>> Start Source extract
Is it that you get good feedback? You get top marks on the happy sheet? The organisation is willing to invite you back for more work?

Probably all of the above, because this is largely how we measure our success.

But it's not how we succeed.

We succeed when people learn, and more so when they implement that learning and improve their performance, improve the organisation, improve their lives!

People learn stuff when their ideas and assumptions are challenged, when they think differently, when they change something about themselves and the way they deliver within the organisation.

Most of us working in Learning and Development are passionate about this.

We want to change people's professional lives and improve organisational performance, it's what gets us out of bed in the morning. We care about the impact we can have and we strive to get better, even to the point of reading a blog post like this one, just in case there's something we can learn from it!

Yet the way we measure our performance undermines our ability to have that positive impact.

We need positive feedback, we're judged by those silly smiley happy sheets, we rely on the organisation inviting us back again and again - but to succeed we need to drag learners from their comfort zones, challenge them, and be a nuisance thorn in their complacent sides.

How our success is measured restricts us from doing what we need to do in order to succeed.

Isn't this a conflict of interests?

My ideas around this paradox solidified when I interviewed Paul Levy for the Trainer Tools podcast - here's a link to the "Collusion of Mediocrity" podcast interview.

Paul found himself at the end of a day's training leafing through smiling happy sheets of positive feedback from learners who'd had a lovely day, and yet he felt completely dissatisfied by it.

He'd entertained them, they'd had a nice time, but he hadn't driven any real change.

He hadn't really challenged people.

He'd colluded with them and let them stay comfortably mediocre, knowing that the price to push them toward excellence would make him unpopular.

Fueled by his midlife crisis he decided that he didn't want to be a training jester, that wasn't what he wanted to do with his life.

If they wanted a day of mediocre entertainment, they could watch ITV or go to the circus.

So he developed the "Collusion of Mediocrity" model.

The Collusion of Mediocrity

The name of the model is deliberately controversial - it is designed to challenge the very collusion it describes.

There are four levels to it (I'm now using my words, not Paul's):

  1. Say: collusion by not saying what we should be saying
  2. Plan: collusion by not identifying and planning the right activity
  3. Do: collusion by not delivering on the plan
  4. Keep doing: collusion by not keeping going and just relaxing back into the way things were

For the purposes of this model, "mediocrity" means anything better than "poor" but less than "excellence".

Say

As trainers and facilitators, it is part of our role to challenge "mediocrity" when we see it.

This could be self-limiting beliefs, it could be assumptions or paradigms, it could be excuses, it could be blind spots, it could be dishonesty, though it is often just niceness and a desire to be positive and supportive ... but if the people are not really saying things as they really are, do we nod our heads and describe something mediocre and run-of-the-mill as "excellent" and "brilliant", or do we challenge it?

Whatever we do, we need to do it carefully and skilfully. This is not about blundering in with a massive stick and breaking egos and damaging relationships, we must respect people's willingness and ability to be challenged and must get good at doing it in a supportive and positive way.
>> End Source extract
>> Start Raw data
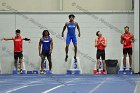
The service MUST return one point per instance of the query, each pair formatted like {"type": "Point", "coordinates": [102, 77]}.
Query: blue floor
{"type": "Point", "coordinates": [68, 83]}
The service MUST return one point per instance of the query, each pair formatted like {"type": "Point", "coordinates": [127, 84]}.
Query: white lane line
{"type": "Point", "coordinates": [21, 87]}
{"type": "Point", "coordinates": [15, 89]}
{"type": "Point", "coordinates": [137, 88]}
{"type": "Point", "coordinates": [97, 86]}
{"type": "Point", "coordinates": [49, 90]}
>> End Raw data
>> Start Raw data
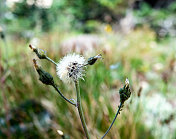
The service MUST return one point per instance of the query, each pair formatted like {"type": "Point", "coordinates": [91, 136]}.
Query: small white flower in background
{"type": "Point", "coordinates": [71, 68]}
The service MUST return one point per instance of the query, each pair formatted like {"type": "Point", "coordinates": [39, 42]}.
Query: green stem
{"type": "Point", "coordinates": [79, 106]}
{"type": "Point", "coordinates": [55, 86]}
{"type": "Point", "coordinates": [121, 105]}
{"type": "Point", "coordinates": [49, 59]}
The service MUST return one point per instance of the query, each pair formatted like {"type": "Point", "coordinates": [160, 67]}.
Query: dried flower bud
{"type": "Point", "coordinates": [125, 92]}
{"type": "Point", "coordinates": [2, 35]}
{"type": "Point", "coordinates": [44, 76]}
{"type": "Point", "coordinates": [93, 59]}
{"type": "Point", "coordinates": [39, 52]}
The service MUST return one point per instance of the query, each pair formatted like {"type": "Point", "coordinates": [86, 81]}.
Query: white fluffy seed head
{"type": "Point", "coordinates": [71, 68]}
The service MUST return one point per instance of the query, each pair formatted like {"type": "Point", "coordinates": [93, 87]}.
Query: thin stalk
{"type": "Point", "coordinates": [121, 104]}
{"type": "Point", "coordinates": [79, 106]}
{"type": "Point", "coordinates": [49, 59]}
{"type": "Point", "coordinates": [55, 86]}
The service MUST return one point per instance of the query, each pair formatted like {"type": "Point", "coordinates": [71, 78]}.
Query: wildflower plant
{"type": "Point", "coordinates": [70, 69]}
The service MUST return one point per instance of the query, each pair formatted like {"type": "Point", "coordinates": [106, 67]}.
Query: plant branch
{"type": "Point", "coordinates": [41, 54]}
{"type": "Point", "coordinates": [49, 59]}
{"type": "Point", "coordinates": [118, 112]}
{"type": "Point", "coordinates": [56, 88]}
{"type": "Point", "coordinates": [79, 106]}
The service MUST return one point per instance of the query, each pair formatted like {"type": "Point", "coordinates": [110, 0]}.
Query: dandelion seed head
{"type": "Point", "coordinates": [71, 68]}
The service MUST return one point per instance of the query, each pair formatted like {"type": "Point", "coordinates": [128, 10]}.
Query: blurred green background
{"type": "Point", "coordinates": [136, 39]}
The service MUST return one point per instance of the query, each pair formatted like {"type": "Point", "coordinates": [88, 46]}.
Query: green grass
>> End Raw data
◆ **Goal**
Could you print the passage of the blog post on training and mediocrity above, word for word, from "Yet the way" up to and including "order to succeed."?

◆ **Task solution**
Yet the way we measure our performance undermines our ability to have that positive impact.

We need positive feedback, we're judged by those silly smiley happy sheets, we rely on the organisation inviting us back again and again - but to succeed we need to drag learners from their comfort zones, challenge them, and be a nuisance thorn in their complacent sides.

How our success is measured restricts us from doing what we need to do in order to succeed.